╭─ Data to use

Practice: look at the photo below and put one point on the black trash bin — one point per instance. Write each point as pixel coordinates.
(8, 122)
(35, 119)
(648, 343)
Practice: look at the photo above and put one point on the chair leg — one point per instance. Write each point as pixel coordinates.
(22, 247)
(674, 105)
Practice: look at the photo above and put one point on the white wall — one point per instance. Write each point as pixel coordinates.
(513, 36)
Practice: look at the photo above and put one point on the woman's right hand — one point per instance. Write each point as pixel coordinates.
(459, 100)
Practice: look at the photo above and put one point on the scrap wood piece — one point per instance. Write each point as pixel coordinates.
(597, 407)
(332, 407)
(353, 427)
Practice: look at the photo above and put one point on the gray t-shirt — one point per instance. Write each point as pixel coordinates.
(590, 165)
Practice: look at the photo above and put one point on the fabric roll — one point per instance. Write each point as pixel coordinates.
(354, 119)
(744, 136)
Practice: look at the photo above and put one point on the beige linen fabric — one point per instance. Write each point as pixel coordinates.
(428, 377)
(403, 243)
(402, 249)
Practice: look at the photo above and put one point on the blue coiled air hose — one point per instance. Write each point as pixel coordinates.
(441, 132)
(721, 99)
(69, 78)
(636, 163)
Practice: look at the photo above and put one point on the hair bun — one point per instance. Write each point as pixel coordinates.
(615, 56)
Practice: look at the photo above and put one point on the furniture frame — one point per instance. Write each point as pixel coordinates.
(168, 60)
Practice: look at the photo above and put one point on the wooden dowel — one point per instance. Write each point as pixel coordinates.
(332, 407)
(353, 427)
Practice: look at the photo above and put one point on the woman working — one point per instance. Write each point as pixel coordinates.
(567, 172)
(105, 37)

╰─

• [Given exercise]:
Convert every row above into a JSON list of strings with one string per line, and leave out blank lines.

• [Result for this task]:
[
  "Practice: look at the photo below and put one point on the black trash bin — one point per instance. Write each point as pixel coordinates.",
  "(8, 122)",
  "(35, 119)",
  "(648, 343)",
  "Practice: look at the photo above and put one point on the chair leg — one point per instance. Write each point as pixel coordinates.",
  "(22, 247)",
  "(674, 105)",
  "Practice: look at the photo above and put one point on the white wall — one point per instance. Write each point as pixel coordinates.",
  "(513, 36)",
  "Practice: look at the photo above and put one point on the woman's right hand — one point per instance. Write each point as pixel coordinates.",
  "(459, 100)",
  "Practice: look at the photo above and put one point on the scrap wood piece — one point per instance. Write each point as pixel coordinates.",
  "(597, 407)",
  "(332, 407)",
  "(353, 427)",
  "Practice: look at the photo above and put one point on the gray t-shirt — one point per instance. Write each point as pixel coordinates.",
  "(590, 165)",
  "Practice: look at the photo above and put one point on the fabric roll — one point per instance. Write each point as pixel coordinates.",
  "(354, 119)",
  "(744, 136)",
  "Practice: look at the photo above and put one point on the beige linen fabric — one point per instance. Write each point as pixel coordinates.",
  "(428, 377)",
  "(403, 243)",
  "(402, 249)",
  "Practice: look at the photo above and put one point on the blue coiled air hose — one point per instance. Write each point as pixel coordinates.",
  "(441, 132)",
  "(721, 99)",
  "(69, 78)",
  "(636, 163)",
  "Practice: look at the photo above and put one point on the hair bun — one point per instance. Write each point as pixel coordinates.",
  "(615, 56)",
  "Practice: look at the photo above and put one point on the furniture frame — one point per instance. Write each point as pixel coordinates.",
  "(168, 60)",
  "Practice: look at the photo above and put one point on the wooden dowel — one point per instance. Write each point as pixel coordinates.",
  "(332, 407)",
  "(353, 427)",
  "Practice: look at the photo above and put one point on the woman working — one point per instance. Write each point as pixel coordinates.",
  "(567, 172)",
  "(105, 37)"
]